**Tarea asignada:** Extrae sin cambios un pasaje del fragmento sobre el Estado uruguayo. Empieza en las palabras que contienen "La primera de" y termina después de "el mundo real.".

**Fragmento citado:**
-----

La primera de ellas es el Estado uruguayo que, como un Leviatán ciclópeo cada vez más voraz y enceguecido en su intervención dentro de la sociedad, constituye en los hechos un auténtico poder político “de facto”.
En su accionar coarta una clase de libertad esencial, la cual, con cada vez más fuerza en el mundo contemporáneo, determina el desarrollo de los países. Esta es la libertad económica, que no refiere al manoseado concepto de liberalismo, o su versión extrema de “neoliberalismo” –nunca aplicado ni aplicable en el Uruguay- sino aquella que permite a los individuos el poder realizar su proyecto de vida personal y profesional, sin cargar con el peso de un sistema administrativo ineficiente, caro y a férrea y predispuesta contramarcha de las exigencias y oportunidades que presenta el mundo real.

-----

Registros de un conjunto de datos
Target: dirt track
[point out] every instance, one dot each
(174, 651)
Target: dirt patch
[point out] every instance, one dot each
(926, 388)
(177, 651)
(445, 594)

-----

**Resultado del ejercicio:**
La primera de ellas es el Estado uruguayo que, como un Leviatán ciclópeo cada vez más voraz y enceguecido en su intervención dentro de la sociedad, constituye en los hechos un auténtico poder político “de facto”.
En su accionar coarta una clase de libertad esencial, la cual, con cada vez más fuerza en el mundo contemporáneo, determina el desarrollo de los países. Esta es la libertad económica, que no refiere al manoseado concepto de liberalismo, o su versión extrema de “neoliberalismo” –nunca aplicado ni aplicable en el Uruguay- sino aquella que permite a los individuos el poder realizar su proyecto de vida personal y profesional, sin cargar con el peso de un sistema administrativo ineficiente, caro y a férrea y predispuesta contramarcha de las exigencias y oportunidades que presenta el mundo real.